**Text**
A lookup table is a good method.

int[] Coins = new[] { 100, 50, 25, 10, 5, 1 };
int[,] Table = new int[6,6400];

/// Calculate the number of coins of each type that minimizes the number of
/// tubes used.
int[] Tubes(int cents)
{
    int[] counts = new int[Coins.Length];
    if (cents >= 6400)
    {
        counts[0] += (cents / 6400) * 64; // number of coins in filled $1-tubes
        cents %= 6400;
    }
    for (int i = 0; i < Coins.Length; i++)
    {
        int count = Table[i, cents]; // N coins in (N + 63) / 64 tubes
        counts[i] += count;
        cents -= count * Coins[i];
    }
    return cents;
}

To calculate the table, you could use this:

void CalculateTable()
{
    for (int i = Coins.Length-1; i >= 0; i--)
    {
        int coin = Coins[i];
        for (int cents = 0; cents < 6400; cents++)
        {
            if (i == Coins.Length-1)
            {
                // The 1 cent coin can't be divided further
                Table[i,cents] = cents;
            }
            else
            {
                // Find the count that minimizes the number of tubes.
                int n = cents / coin;
                int bestTubes = -1;
                int bestCount = 0;
                for (int count = cents / coin; count >= 0; count--)

**Direction**
Answer these about the coin lookup-table text:
(a) Which values does the Coins array hold?
(b) With what dimensions is Table declared?
(c) In CalculateTable, what value is assigned to Table[i,cents] for the 1 cent coin?
The material has no connection to the coin lookup-table text.

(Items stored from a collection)
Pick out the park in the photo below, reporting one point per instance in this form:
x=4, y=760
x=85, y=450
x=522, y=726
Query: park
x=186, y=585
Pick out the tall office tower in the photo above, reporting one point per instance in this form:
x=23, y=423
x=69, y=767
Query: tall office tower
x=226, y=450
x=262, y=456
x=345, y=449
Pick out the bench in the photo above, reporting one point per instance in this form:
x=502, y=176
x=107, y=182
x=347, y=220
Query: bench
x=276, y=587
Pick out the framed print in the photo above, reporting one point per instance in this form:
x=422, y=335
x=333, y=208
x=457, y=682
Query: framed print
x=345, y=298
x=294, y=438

**Complete answer**
(a) 100, 50, 25, 10, 5 and 1.
(b) 6 by 6400.
(c) The value of cents itself.